**EXERCISE TEXT**:
###
As she reckoned with her own scars, Flott sought out examples of burn survivors in art and popular culture. It’s not a small group; the CDC estimates more than 400,000 annual visits to emergency rooms in the U.S. for burns of varying degrees. Yet Flott found few representations that captured the complexity of living with burn injuries. “There was really nothing out there except horror movies, trauma porn in media, medical textbooks,” she says. “If you don’t see yourself, it’s like you’re erased.”

Eventually, after re-learning how to walk and graduating from UW, Flott decided that art could be a way for her to process her own case of identity disruption. The former labor organizer enrolled in a series of classical drawing and oil painting classes at the Gage Academy of Art in 2016. She wasn’t sure she’d complete the program when she started. But by time she finished in 2019, she believed she could create the images she wanted to see in the world. “I have painted myself plenty of times, which I realized opens up a new way of seeing my own body,” she says, “so I wanted to be able to give part of that experience to other people.”
###
**COLLECTED DATA**:
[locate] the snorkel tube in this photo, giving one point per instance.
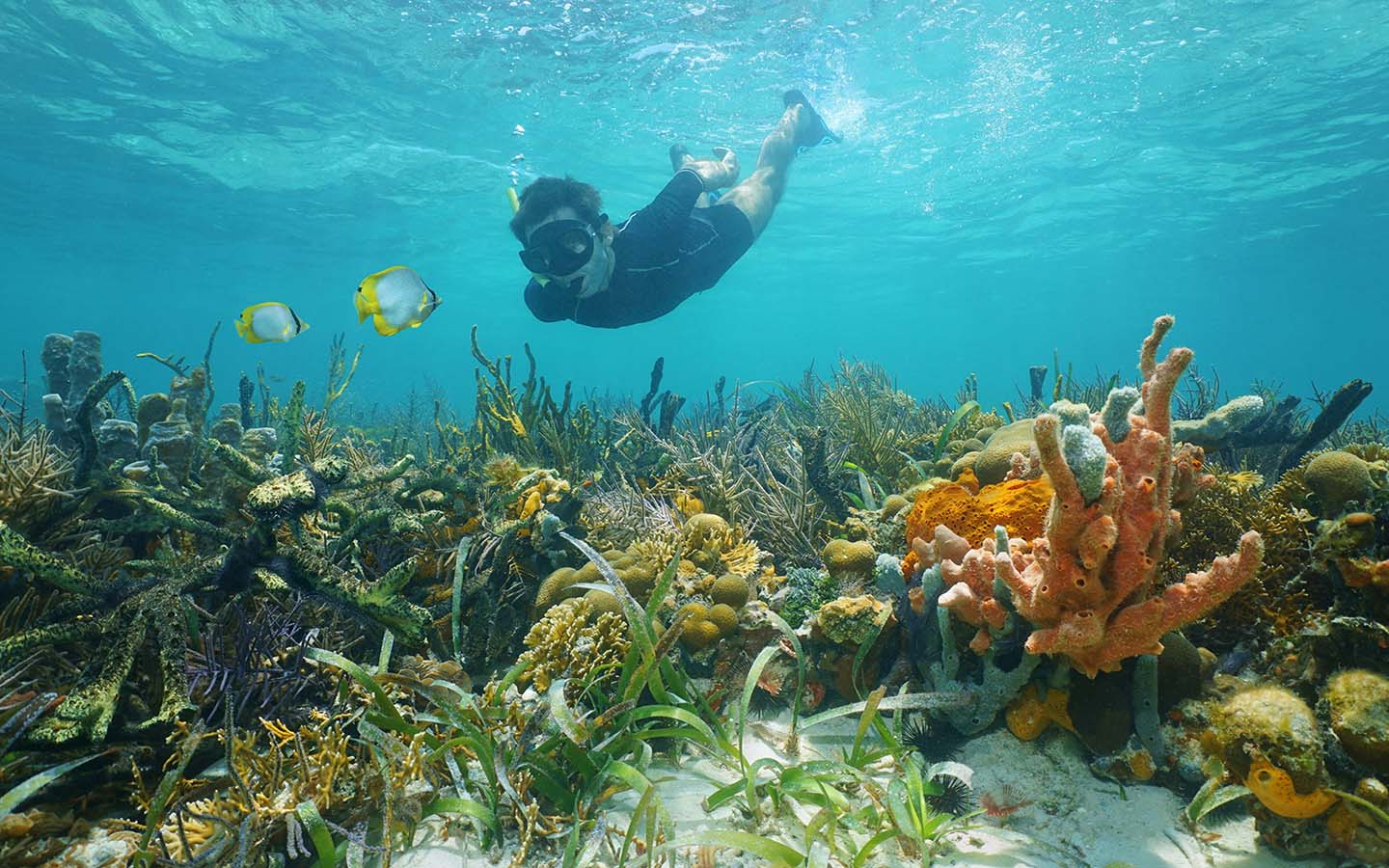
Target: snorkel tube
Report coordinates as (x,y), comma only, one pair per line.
(515,208)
###
**WHAT YOU SHOULD DO**:
In the passage about Flott's work as a painter, in what year did she finish her program at the Gage Academy of Art?

**EXPECTED ANSWER**:
2019